[START Passage to read]
Dataset

class opencosmo.Dataset(header, state, tree=None)
Parameters:
property header: OpenCosmoHeader

The header associated with this dataset.

OpenCosmo headers generally contain information about the original data this dataset was produced from, as well as any analysis that was done along the way.

Returns:

header

Return type:

opencosmo.header.OpenCosmoHeader

property columns: list[str]

The names of the columns in this dataset.

Returns:

columns

Return type:

list[str]

property meta_columns: list[str]
property descriptions: dict[str, str | None]

Return the descriptions (if any) of the columns in this dataset as a dictonary. Columns without a description will be included in the dictionary with a value of None

Returns:

descriptions – The column descriptions

Return type:

dict[str, str | None]

property units: dict[str, Unit | None]

Return the current units of all columns in the dataset. Columns without units will return None.
[END Passage to read]
→ **Directions**:
A. Please quote the Dataset reference word for word, beginning at the words "OpenCosmo headers generally" and stopping after "in this dataset.".
B. Answer these questions from the Dataset reference.
(i) What return type is listed for the header property?
(ii) What does the columns property give?
(iii) What value do columns without a description receive in the descriptions dictionary?
[START Supplied entries]
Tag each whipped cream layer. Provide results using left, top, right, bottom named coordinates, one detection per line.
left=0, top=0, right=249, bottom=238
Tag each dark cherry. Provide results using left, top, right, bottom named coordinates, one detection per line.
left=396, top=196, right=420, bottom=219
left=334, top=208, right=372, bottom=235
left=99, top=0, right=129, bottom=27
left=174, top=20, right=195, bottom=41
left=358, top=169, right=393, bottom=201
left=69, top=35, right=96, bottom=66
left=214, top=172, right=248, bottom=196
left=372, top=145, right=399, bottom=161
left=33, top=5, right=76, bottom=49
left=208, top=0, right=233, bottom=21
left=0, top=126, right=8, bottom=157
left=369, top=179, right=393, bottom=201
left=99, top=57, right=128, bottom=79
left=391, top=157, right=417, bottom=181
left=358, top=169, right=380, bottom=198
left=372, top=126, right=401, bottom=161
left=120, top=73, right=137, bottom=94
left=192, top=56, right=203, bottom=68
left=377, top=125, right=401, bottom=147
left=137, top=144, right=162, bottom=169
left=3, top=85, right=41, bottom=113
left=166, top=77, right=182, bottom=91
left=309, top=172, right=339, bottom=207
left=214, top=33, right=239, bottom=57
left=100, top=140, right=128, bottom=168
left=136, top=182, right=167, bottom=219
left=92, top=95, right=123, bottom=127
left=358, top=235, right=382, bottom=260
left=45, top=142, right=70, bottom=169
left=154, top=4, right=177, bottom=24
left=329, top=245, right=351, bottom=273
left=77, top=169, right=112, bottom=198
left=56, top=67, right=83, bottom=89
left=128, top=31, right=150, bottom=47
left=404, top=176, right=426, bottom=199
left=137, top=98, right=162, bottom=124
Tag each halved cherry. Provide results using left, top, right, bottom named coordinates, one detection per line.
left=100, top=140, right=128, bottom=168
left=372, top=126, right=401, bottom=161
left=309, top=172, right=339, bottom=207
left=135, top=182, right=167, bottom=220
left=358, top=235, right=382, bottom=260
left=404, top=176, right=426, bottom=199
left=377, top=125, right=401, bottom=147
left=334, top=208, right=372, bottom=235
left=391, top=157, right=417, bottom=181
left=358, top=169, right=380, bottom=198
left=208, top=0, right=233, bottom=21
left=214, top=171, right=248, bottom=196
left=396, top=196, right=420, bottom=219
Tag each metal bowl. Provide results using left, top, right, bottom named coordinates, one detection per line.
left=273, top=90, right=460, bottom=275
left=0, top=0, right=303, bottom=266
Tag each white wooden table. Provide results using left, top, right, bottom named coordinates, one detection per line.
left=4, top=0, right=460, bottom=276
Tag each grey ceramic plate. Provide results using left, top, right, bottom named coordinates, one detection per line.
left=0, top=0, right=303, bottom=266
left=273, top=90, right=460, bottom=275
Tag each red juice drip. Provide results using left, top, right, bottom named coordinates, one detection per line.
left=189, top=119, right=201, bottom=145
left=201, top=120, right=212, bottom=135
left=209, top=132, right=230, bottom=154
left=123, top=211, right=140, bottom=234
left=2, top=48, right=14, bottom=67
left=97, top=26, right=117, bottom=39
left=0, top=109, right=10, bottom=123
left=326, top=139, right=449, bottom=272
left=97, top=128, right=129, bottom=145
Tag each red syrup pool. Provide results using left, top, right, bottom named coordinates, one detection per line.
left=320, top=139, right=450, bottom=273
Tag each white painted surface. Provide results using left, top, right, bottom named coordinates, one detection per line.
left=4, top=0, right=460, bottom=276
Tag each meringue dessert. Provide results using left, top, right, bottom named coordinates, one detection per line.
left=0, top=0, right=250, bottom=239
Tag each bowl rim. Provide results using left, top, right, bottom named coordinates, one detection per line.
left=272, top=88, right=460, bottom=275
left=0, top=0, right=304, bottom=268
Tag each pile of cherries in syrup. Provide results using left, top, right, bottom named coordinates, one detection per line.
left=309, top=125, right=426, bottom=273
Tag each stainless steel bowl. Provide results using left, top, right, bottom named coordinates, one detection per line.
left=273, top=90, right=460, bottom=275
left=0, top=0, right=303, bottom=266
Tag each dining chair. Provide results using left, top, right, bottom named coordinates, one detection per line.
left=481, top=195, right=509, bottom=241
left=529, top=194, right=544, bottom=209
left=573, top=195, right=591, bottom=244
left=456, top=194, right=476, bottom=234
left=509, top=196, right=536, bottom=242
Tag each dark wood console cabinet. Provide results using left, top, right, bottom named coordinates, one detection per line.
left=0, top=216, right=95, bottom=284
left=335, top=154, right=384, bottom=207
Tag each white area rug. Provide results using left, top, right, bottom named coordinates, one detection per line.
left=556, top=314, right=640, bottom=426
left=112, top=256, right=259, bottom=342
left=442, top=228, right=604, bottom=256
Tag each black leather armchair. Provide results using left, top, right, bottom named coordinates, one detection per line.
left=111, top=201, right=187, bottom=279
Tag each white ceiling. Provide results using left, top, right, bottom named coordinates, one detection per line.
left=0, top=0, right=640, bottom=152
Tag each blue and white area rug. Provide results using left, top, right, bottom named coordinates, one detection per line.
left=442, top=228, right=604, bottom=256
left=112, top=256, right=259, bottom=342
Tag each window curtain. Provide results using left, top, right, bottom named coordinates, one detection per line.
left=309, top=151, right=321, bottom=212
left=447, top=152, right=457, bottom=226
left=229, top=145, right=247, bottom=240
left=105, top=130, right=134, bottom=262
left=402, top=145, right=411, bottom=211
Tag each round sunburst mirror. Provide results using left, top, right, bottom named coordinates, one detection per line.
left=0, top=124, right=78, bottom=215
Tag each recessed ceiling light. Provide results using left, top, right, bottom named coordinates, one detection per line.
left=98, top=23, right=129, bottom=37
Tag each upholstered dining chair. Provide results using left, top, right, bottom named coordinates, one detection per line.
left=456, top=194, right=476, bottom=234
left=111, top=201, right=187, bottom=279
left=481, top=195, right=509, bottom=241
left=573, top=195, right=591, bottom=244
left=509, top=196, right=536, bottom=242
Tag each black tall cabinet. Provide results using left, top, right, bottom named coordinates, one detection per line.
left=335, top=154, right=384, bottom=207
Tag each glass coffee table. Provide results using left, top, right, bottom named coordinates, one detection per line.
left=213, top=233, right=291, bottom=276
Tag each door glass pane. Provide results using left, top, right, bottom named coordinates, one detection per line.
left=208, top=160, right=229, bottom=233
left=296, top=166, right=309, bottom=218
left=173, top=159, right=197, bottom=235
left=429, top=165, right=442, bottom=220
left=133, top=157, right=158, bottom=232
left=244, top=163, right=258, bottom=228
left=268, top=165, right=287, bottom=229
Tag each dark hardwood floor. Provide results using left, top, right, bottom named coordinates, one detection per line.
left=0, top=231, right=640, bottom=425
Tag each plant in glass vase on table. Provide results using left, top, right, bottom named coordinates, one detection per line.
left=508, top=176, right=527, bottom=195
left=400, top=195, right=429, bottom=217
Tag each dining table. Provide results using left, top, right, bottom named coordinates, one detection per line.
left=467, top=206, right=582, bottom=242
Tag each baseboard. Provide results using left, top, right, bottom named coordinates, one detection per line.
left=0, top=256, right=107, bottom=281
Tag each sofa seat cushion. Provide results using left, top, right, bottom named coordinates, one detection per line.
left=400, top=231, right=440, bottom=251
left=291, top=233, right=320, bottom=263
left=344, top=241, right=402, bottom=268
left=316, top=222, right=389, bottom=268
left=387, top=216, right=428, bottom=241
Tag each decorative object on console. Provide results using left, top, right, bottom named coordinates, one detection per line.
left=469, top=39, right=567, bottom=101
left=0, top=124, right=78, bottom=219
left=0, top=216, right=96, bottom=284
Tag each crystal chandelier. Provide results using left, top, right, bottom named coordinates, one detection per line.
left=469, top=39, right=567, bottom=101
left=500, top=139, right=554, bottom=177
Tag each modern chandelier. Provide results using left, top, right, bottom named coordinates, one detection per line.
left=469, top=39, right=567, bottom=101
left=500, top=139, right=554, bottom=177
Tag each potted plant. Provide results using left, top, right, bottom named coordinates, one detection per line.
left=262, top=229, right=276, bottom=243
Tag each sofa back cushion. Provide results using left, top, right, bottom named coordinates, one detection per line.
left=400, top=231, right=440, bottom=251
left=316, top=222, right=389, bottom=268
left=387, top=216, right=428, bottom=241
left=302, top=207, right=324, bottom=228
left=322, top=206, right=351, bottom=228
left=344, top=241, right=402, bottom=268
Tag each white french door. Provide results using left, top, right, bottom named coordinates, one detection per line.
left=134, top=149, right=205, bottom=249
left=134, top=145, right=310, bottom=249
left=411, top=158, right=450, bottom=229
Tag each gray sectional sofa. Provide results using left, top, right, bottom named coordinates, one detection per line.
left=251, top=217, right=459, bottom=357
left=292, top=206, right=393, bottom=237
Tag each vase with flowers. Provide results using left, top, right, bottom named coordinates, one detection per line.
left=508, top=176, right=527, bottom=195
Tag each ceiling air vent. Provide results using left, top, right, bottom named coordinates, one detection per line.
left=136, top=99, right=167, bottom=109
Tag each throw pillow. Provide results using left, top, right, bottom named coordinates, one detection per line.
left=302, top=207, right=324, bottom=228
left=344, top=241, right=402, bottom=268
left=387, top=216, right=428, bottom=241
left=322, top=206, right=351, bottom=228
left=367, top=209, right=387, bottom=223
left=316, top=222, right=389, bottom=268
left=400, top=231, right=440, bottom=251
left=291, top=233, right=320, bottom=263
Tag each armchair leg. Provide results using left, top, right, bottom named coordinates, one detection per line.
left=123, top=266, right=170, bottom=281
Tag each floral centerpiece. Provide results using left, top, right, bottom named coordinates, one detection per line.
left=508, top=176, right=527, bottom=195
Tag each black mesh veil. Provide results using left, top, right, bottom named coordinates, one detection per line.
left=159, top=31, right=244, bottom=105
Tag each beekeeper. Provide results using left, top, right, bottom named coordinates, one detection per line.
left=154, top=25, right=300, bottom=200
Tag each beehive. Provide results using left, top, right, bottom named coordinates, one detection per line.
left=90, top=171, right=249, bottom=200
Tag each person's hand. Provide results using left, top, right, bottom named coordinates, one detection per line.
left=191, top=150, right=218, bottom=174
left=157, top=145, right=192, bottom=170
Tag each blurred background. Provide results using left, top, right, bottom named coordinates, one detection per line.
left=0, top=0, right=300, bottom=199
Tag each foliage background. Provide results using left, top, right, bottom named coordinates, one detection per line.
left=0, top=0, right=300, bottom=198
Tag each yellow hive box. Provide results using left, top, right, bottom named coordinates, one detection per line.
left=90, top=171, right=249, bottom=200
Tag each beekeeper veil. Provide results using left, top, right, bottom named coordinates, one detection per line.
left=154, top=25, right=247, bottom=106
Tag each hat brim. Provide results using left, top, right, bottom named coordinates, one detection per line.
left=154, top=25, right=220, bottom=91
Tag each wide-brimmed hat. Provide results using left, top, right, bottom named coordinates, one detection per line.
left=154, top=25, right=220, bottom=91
[END Supplied entries]
→ **Responses per task**:
A.
OpenCosmo headers generally contain information about the original data this dataset was produced from, as well as any analysis that was done along the way.

Returns:

header

Return type:

opencosmo.header.OpenCosmoHeader

property columns: list[str]

The names of the columns in this dataset.

B.
(i) opencosmo.header.OpenCosmoHeader
(ii) The names of the columns in the dataset, as list[str].
(iii) None